Provided entries >>
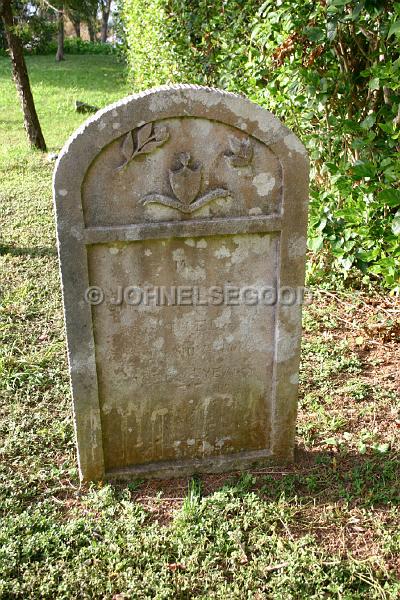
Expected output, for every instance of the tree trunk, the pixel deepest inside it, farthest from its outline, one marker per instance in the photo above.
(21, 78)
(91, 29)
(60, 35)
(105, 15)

---

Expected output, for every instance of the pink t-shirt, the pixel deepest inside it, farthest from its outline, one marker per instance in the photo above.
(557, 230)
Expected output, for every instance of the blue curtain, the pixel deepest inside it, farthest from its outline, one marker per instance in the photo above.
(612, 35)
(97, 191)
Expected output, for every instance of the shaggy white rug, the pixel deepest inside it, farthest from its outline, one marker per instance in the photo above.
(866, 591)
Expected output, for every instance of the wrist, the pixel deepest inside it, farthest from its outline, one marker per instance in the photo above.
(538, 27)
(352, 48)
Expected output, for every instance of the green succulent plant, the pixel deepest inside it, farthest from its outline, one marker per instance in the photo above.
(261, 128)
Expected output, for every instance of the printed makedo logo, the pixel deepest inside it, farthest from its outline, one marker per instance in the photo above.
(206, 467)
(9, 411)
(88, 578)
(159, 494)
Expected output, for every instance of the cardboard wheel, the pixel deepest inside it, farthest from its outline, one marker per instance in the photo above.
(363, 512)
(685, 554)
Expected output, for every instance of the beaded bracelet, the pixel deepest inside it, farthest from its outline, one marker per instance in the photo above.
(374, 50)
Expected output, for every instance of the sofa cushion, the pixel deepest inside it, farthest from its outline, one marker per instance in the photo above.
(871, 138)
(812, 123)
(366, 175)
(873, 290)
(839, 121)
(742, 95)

Task to carry out >>
Extract every line above that contains the word "beaded". Letter case must match.

Solution for this problem >>
Expected output, for every instance of the beaded bracelet, the pixel deepest inside it, farthest from its outline, one marker per instance in the photo above.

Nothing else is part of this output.